> WRITTEN REQUEST
Reproduce the records from the line containing "person in white" through the end of the records, replacing "pink mug" with "ceramic mug" and leaving everything else unchanged. Omit the pictures from the output.

> ENTRIES SHOWN
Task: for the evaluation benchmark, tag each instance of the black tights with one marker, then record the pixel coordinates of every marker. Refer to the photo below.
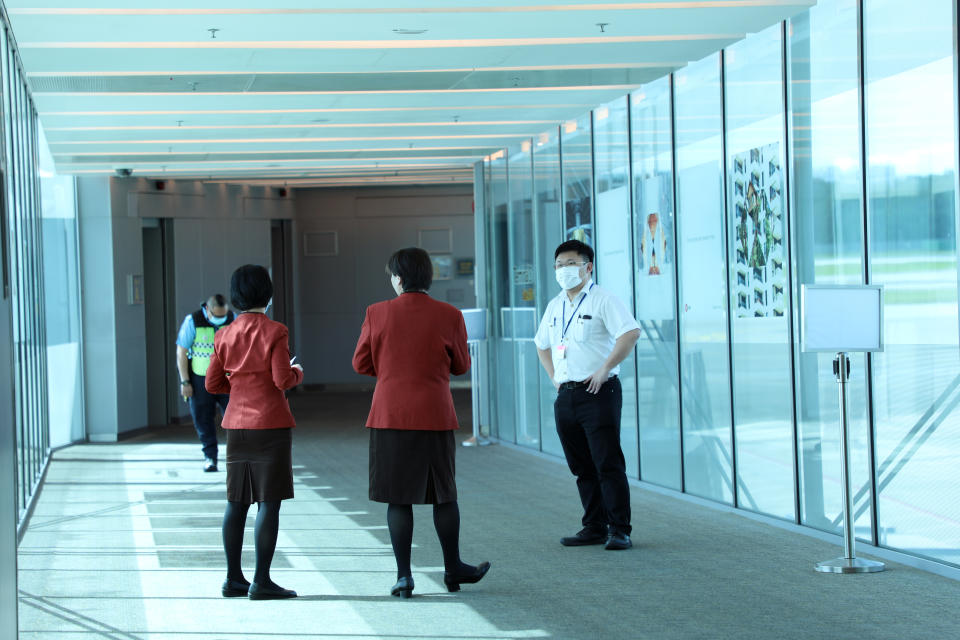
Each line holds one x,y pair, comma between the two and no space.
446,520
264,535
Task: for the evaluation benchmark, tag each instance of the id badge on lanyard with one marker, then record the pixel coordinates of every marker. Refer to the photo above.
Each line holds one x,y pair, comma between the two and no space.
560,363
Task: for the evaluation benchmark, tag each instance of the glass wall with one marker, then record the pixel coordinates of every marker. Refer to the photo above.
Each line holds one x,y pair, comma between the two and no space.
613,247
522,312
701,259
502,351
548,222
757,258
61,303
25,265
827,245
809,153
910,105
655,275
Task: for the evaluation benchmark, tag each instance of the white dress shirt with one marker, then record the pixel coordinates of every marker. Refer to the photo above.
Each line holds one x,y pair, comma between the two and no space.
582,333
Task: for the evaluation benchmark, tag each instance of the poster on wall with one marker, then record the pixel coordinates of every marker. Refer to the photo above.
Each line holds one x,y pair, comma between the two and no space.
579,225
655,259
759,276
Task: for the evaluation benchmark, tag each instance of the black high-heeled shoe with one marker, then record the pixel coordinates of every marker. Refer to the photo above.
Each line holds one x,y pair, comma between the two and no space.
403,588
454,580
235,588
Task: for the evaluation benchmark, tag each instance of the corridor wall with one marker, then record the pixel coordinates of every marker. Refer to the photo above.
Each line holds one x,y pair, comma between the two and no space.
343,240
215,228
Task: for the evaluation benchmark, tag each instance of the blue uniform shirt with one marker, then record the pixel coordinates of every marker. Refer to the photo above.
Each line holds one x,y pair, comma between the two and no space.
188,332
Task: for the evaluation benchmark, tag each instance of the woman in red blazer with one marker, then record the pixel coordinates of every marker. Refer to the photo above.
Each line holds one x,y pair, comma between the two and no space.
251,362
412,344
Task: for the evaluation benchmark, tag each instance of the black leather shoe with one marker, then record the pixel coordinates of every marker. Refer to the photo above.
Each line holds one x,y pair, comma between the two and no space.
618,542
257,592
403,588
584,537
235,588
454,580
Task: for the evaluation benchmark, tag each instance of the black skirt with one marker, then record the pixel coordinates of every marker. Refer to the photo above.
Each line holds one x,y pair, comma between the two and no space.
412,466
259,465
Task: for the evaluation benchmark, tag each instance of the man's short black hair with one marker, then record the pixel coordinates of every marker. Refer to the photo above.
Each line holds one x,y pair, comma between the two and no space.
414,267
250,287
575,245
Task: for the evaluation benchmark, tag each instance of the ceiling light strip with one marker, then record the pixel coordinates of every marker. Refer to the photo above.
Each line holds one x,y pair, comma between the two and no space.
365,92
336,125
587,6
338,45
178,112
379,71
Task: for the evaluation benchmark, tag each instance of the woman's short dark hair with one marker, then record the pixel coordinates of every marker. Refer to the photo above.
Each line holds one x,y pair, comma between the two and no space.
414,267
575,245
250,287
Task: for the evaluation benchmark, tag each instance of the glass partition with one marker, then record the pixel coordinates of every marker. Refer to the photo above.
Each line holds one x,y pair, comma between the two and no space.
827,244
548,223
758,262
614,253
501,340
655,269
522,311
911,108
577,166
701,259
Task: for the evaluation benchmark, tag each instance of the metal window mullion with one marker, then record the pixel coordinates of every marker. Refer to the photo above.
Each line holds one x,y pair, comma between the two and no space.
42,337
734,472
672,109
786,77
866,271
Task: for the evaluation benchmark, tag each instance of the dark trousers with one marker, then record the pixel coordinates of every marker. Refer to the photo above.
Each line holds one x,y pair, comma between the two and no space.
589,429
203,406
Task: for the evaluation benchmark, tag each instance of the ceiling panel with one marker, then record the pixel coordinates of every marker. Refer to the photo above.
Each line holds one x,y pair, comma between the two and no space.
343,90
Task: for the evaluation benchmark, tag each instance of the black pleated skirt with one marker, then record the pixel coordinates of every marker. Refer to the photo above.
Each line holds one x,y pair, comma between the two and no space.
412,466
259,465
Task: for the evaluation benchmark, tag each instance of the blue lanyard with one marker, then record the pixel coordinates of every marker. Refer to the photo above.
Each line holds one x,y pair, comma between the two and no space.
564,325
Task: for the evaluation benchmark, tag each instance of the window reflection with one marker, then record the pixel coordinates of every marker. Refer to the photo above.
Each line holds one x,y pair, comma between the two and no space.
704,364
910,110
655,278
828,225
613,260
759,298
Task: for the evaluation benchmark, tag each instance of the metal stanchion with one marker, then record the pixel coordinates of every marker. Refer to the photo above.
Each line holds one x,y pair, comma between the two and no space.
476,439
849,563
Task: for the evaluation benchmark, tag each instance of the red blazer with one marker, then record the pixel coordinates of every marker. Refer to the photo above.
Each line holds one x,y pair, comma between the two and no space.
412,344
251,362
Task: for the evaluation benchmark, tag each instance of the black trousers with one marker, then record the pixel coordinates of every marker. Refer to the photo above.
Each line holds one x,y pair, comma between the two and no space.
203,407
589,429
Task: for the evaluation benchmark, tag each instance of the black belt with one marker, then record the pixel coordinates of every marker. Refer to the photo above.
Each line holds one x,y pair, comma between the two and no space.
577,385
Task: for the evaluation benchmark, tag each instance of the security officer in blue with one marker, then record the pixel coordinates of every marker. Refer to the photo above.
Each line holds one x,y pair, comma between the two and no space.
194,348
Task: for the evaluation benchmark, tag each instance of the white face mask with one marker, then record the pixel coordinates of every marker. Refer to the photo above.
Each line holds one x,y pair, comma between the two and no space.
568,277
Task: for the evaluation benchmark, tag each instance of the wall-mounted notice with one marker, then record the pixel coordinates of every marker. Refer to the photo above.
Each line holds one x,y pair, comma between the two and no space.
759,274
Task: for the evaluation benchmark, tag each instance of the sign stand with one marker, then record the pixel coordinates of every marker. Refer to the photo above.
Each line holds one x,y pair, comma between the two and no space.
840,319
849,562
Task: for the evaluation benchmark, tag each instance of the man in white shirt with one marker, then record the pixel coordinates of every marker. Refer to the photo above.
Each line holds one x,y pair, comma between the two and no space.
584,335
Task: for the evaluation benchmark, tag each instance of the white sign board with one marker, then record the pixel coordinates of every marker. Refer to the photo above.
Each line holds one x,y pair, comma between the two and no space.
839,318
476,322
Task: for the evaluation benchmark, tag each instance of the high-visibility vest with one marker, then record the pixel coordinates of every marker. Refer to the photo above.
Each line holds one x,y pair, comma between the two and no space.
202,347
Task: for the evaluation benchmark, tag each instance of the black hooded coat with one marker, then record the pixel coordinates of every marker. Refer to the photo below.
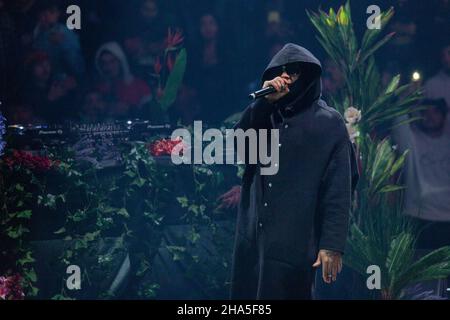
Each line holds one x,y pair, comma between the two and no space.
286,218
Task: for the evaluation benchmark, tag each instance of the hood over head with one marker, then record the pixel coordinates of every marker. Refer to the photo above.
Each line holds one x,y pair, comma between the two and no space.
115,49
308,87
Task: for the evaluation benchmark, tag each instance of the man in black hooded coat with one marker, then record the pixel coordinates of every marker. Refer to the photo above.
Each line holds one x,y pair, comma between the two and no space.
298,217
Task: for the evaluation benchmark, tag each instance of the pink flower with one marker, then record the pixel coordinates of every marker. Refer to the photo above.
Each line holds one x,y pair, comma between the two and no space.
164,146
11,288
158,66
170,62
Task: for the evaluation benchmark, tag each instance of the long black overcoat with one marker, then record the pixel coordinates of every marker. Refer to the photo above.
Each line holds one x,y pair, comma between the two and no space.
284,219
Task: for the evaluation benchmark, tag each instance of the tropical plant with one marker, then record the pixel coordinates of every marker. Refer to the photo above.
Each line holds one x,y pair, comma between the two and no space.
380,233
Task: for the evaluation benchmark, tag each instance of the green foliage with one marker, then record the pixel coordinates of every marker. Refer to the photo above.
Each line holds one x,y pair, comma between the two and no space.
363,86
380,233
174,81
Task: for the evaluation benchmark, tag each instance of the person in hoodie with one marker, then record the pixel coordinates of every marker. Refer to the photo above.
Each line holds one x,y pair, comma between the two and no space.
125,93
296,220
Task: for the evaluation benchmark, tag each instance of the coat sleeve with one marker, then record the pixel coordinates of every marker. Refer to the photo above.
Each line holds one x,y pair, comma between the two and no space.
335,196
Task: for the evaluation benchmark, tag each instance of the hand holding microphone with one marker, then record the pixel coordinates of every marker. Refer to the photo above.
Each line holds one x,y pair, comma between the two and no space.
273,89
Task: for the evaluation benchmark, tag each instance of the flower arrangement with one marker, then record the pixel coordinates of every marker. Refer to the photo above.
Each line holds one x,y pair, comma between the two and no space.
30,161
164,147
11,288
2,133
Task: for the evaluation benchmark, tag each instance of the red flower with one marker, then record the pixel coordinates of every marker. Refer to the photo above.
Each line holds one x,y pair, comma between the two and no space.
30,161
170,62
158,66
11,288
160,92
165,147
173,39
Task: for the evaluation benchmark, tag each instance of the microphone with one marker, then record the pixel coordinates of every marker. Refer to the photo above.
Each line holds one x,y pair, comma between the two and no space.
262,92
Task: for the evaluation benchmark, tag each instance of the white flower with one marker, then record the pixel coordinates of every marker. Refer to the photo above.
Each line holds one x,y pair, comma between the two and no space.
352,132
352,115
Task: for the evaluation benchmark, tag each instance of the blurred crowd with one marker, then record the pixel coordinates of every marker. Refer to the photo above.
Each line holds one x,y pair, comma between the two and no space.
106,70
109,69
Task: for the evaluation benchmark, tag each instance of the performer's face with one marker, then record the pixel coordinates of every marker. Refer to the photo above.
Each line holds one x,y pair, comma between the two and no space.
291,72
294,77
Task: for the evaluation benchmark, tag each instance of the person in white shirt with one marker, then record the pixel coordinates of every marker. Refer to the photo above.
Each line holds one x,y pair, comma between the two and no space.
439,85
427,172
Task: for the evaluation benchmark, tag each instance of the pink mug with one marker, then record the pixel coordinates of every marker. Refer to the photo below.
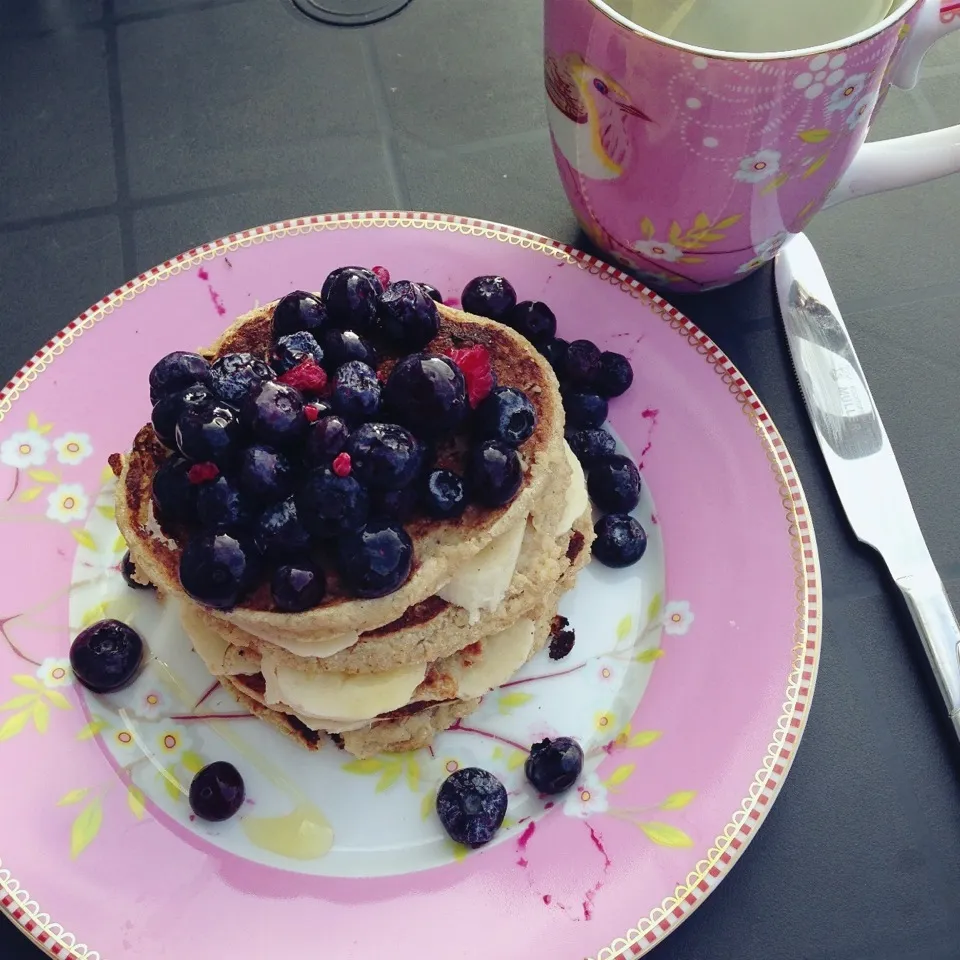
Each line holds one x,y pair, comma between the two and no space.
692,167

> EXERCISE ANSWER
Task: for the evaluation benchmark, tag each instance of the person in white shirt with one marker, then record the pixel coordinates of every marker. Refer to the photo above.
Each line holds one x,y pair, comma between the two and no space.
439,85
427,172
Task: for the evaluation benchmark, tag each instance of the ceramic mug with one marker, then record the pixel coordinates of every marker. Refer to the photo below.
Each line holds one x,y pair, comma between the two and no space.
692,167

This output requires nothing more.